> Task to complete
Somewhere below, one line contains "Target: stop sign" and a later line contains "Target: woman in white jacket". Output those two lines and everything between them exactly, and nothing else.

====================

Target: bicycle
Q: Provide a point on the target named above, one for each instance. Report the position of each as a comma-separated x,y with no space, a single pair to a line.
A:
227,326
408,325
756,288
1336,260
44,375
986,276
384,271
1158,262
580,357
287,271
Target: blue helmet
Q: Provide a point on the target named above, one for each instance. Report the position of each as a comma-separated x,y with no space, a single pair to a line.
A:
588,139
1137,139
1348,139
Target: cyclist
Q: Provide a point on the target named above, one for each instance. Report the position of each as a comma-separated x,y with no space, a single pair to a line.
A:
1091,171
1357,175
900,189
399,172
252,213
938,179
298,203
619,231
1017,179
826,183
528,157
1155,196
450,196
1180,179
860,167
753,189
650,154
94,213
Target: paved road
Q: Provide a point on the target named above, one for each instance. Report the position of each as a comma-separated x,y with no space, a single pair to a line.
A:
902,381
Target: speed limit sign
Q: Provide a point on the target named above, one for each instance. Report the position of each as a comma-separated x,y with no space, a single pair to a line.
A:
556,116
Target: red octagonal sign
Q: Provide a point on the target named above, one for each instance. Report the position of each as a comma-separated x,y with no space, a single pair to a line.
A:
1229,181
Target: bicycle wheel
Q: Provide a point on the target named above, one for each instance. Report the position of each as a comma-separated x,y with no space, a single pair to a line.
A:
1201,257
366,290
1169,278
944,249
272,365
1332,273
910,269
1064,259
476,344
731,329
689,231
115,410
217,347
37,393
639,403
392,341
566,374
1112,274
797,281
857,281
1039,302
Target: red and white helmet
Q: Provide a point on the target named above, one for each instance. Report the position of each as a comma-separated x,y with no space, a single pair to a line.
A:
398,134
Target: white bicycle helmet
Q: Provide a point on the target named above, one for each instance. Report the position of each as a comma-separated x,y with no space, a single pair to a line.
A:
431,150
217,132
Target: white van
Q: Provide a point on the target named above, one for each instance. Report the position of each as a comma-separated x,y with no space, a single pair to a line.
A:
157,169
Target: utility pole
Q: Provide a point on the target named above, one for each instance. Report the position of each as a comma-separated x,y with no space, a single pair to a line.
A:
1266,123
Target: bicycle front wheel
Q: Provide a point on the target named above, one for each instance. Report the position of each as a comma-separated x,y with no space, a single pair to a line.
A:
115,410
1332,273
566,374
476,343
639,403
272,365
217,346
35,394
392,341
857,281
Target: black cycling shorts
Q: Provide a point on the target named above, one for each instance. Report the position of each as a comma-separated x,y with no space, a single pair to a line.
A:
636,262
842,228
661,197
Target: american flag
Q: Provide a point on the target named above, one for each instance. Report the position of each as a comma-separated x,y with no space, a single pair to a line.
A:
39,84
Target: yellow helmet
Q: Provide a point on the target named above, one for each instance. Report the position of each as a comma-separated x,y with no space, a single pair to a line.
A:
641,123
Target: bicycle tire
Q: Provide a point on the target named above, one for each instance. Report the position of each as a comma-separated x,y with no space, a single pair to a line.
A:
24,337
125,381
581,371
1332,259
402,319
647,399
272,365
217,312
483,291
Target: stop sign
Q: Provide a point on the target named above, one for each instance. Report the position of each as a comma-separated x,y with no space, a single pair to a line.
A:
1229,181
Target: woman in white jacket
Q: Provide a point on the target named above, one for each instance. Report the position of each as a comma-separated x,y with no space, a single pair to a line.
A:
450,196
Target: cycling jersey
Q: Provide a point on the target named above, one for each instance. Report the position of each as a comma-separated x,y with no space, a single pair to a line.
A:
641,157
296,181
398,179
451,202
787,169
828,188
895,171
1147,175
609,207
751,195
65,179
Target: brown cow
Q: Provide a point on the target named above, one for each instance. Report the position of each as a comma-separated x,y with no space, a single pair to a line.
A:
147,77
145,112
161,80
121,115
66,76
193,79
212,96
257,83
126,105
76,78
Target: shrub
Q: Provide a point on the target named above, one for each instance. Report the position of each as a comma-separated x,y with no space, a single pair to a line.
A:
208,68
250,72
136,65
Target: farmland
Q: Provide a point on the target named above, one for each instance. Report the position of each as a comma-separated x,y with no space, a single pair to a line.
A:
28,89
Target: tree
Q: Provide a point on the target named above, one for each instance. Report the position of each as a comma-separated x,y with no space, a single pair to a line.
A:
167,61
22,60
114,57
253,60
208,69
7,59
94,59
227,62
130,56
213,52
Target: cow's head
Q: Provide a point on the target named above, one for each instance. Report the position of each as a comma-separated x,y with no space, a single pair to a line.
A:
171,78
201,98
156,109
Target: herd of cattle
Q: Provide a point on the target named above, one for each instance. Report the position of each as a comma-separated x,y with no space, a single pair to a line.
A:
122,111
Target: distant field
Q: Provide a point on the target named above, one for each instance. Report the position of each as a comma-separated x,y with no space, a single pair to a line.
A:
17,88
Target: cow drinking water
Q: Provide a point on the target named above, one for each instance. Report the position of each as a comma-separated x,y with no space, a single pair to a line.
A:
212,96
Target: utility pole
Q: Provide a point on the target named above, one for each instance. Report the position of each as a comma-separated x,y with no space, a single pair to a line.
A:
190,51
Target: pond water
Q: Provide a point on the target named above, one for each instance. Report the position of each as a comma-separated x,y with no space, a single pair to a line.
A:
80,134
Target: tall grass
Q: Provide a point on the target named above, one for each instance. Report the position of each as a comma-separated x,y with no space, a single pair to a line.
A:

====================

> Exercise solution
Target: stop sign
Q: Provide a point on the target named above, one for each instance. Report the position of each as a comma-separated x,y with no space, a single pair to a line.
A:
1229,181
Target: woman in white jacket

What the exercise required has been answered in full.